* Aim of the exercise:
Beginning with the line that holds "the white work", set down each line of the data below through the very last, exactly as given, and nothing beyond that.

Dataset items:
--------------------

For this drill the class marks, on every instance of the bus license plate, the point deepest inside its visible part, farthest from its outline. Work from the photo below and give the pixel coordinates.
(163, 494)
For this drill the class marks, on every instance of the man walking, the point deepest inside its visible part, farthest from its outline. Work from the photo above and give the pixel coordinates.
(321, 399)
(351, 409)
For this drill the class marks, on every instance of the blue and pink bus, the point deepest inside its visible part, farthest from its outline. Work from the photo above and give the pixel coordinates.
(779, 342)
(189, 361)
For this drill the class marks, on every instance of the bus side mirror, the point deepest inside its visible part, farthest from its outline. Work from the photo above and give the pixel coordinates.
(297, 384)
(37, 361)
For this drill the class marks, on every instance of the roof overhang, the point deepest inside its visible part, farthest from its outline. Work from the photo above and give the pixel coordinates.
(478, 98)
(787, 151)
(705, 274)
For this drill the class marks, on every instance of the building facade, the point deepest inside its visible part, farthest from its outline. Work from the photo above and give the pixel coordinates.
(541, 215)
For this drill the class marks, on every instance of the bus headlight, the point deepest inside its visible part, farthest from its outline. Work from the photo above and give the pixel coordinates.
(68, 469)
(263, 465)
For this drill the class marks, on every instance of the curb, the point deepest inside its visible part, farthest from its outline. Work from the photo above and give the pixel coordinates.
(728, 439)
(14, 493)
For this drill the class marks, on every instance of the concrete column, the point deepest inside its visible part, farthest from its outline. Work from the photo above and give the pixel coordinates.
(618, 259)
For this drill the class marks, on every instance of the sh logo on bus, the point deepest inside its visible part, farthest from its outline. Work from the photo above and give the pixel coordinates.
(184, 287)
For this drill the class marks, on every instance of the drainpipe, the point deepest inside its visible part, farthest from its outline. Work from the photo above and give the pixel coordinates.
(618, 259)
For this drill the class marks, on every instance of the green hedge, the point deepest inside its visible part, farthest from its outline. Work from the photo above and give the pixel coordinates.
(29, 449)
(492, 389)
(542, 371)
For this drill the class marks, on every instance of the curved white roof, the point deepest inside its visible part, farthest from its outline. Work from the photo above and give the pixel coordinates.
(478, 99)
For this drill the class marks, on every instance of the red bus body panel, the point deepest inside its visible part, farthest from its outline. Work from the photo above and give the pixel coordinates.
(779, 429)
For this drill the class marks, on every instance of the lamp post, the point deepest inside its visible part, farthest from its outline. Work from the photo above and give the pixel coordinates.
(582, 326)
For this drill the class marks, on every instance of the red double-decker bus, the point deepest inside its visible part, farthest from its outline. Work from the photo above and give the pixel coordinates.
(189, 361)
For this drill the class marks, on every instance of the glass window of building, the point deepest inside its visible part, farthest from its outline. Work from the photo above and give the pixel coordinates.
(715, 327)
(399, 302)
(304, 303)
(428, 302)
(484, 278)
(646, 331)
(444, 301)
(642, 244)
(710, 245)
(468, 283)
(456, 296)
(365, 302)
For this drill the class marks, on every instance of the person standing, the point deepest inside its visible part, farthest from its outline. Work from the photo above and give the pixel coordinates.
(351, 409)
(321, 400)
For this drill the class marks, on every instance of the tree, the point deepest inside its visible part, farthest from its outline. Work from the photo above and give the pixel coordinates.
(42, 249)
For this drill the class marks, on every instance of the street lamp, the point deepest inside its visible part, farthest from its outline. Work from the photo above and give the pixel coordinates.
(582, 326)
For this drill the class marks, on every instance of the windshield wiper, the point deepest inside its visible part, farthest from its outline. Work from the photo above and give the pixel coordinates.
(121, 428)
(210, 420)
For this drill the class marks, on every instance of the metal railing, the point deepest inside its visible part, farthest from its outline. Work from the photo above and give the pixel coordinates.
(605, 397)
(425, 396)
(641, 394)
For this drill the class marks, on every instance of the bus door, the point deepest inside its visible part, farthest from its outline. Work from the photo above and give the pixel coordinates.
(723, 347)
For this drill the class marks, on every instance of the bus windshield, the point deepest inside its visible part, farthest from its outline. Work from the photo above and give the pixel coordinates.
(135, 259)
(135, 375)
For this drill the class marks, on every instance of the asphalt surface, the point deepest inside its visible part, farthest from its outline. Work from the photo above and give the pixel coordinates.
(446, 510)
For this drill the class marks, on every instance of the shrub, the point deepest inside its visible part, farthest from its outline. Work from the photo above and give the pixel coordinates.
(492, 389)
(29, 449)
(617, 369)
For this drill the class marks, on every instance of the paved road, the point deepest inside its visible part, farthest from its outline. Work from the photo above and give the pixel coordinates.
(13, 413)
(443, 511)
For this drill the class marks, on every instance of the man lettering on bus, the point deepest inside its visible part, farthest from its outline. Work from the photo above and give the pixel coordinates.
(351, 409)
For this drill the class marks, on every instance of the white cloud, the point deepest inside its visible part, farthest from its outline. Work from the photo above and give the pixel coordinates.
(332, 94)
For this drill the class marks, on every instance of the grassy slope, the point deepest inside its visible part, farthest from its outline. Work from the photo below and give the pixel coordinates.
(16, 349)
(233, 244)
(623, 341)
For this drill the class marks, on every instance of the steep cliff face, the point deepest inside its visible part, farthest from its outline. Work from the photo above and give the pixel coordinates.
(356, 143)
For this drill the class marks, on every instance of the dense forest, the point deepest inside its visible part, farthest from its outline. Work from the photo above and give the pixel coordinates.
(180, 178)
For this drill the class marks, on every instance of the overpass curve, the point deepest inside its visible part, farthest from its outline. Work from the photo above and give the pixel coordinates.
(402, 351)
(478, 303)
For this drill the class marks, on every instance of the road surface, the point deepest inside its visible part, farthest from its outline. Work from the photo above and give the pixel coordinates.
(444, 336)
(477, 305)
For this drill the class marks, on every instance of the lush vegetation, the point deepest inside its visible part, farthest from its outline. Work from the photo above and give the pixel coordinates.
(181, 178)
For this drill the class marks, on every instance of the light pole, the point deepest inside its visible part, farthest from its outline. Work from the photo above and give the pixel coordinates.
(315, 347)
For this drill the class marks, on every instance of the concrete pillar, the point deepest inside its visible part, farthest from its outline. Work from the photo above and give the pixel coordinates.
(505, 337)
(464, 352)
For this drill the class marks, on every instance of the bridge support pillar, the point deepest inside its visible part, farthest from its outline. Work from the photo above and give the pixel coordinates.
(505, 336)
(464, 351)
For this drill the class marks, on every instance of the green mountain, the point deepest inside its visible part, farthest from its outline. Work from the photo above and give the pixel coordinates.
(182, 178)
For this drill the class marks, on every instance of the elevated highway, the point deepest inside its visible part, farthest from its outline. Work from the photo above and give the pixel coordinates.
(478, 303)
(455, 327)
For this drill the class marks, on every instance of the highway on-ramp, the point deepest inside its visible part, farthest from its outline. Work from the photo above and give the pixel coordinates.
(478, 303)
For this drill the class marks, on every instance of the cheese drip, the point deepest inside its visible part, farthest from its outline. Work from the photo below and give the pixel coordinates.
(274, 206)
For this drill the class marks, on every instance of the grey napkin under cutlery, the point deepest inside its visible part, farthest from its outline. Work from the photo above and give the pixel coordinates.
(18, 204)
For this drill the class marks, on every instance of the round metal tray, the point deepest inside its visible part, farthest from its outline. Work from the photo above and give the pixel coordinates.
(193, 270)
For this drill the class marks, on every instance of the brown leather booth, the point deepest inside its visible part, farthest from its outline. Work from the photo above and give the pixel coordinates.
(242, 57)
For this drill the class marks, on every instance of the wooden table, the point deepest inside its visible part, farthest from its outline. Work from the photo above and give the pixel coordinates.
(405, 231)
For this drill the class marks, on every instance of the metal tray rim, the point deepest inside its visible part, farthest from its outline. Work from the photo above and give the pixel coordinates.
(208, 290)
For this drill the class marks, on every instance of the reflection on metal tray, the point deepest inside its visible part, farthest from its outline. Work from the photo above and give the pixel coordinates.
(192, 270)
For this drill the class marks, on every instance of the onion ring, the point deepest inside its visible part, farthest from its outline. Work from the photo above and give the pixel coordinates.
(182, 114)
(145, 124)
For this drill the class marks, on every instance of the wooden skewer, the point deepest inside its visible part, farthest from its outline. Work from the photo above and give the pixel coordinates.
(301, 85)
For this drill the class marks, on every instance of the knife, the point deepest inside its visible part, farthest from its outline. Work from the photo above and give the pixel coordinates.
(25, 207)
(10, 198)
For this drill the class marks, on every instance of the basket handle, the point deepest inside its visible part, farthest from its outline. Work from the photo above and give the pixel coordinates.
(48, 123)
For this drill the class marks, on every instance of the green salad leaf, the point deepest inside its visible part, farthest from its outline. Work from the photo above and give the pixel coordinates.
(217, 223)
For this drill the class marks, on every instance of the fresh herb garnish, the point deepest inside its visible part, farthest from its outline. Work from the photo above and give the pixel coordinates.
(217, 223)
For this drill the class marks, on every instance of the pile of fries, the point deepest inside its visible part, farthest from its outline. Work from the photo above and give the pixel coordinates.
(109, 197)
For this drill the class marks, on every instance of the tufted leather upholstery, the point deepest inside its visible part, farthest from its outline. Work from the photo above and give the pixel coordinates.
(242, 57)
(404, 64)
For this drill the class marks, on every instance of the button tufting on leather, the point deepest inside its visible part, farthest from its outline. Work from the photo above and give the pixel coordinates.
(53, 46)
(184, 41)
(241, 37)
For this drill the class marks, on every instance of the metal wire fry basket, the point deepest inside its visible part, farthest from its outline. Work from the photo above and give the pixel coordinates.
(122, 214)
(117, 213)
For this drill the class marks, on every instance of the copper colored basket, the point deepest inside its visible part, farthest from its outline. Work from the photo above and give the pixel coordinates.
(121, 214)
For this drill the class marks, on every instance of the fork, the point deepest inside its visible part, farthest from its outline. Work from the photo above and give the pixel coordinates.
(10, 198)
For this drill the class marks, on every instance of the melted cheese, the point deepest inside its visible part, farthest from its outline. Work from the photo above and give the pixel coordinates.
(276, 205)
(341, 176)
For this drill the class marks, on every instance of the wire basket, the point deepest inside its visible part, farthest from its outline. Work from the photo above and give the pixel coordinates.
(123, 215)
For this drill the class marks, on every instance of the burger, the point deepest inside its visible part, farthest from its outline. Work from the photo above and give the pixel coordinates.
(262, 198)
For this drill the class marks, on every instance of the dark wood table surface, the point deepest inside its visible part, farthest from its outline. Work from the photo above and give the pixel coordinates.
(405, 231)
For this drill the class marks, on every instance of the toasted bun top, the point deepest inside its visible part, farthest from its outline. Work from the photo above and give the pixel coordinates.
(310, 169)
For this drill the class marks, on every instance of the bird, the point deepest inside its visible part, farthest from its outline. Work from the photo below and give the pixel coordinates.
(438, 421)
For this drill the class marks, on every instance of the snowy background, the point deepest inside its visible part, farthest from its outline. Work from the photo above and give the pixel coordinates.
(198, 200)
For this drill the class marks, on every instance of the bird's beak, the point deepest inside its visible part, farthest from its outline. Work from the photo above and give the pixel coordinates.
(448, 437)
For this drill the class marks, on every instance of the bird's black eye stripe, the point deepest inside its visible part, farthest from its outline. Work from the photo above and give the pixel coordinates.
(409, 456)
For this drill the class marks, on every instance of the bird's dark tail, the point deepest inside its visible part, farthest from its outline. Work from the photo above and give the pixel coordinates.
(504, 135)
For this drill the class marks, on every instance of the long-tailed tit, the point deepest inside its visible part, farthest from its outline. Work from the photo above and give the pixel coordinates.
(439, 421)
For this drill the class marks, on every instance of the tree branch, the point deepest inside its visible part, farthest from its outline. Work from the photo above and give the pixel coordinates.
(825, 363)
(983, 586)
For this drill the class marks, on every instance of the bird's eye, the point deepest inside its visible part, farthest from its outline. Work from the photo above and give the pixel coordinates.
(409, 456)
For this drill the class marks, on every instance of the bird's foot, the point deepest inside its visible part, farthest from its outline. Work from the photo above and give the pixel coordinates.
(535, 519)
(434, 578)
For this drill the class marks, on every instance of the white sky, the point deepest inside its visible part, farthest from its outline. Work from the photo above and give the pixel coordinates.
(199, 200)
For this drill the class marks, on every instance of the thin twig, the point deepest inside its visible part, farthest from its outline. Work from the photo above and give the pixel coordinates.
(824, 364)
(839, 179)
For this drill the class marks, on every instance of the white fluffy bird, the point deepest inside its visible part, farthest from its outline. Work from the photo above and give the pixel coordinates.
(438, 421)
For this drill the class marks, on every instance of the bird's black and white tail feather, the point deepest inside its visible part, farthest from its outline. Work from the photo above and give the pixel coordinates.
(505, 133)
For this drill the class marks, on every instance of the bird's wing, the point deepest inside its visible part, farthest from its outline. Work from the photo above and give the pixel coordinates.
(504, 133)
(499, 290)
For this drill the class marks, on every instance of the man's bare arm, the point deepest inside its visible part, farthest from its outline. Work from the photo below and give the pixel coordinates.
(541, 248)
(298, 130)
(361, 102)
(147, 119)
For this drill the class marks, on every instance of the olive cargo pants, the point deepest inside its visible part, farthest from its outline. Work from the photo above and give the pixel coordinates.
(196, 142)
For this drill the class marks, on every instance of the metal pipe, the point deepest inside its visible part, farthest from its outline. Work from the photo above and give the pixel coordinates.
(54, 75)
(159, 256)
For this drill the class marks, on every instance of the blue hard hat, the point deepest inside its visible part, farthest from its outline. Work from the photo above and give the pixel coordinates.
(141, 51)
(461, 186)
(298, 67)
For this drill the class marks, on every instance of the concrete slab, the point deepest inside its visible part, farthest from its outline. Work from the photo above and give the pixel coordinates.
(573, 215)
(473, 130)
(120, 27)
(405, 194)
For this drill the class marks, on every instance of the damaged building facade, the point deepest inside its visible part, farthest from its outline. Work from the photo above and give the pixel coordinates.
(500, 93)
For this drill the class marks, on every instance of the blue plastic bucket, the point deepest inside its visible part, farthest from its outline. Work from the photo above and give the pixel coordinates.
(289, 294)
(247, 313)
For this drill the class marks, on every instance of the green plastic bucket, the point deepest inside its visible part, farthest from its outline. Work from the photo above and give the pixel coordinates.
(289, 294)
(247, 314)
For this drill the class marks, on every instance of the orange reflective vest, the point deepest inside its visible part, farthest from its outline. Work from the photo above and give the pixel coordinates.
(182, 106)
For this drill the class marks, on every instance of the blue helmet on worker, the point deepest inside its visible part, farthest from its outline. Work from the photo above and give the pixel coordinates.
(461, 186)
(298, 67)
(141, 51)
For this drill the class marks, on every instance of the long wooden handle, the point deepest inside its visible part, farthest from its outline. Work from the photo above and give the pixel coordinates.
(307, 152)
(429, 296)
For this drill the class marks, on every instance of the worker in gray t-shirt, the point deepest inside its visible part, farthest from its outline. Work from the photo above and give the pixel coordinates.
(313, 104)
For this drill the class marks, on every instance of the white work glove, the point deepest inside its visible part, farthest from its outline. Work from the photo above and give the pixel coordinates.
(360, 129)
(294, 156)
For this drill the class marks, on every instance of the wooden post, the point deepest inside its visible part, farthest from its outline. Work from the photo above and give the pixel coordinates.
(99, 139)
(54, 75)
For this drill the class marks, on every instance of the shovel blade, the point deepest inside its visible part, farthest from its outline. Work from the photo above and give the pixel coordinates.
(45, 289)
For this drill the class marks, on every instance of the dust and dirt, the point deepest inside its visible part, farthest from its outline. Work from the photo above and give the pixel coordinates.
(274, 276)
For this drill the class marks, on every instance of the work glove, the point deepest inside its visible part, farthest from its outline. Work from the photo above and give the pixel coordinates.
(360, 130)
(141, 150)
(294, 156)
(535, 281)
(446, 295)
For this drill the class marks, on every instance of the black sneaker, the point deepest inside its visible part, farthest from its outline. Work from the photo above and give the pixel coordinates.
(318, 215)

--------------------

* Response:
For this drill the class marks, on every instance of the white work glove, the point deepest inside its visible part, farthest from its outline. Work from the photo above and give the pixel coordinates.
(360, 129)
(294, 156)
For this drill the class marks, on every instance of the wooden post, the point deepest inside its visible part, farthest from its outline. Work from the photo above and give the pixel coordinates.
(99, 139)
(54, 75)
For this drill the class marks, on every instance of the shovel blade, the point deepest inside its visible part, farthest from its outline. Work from the photo above and give the pixel coordinates.
(45, 289)
For this drill the class marks, on every instance of the dust and dirt, the point deepest inside its visible part, farthest from its outline. Work from the photo above and give the pixel coordinates.
(274, 276)
For this drill the class marks, on every instance of the work glove, the point deepest inside its visible part, farthest from its outline. Work from the photo above and give the pixel coordinates.
(360, 130)
(141, 150)
(294, 156)
(535, 281)
(446, 295)
For this drill the class marks, on every instance of the black sneaker, the point deepest inside its visible part, farthest from its outline. Work from the photo above and give the pixel coordinates.
(318, 215)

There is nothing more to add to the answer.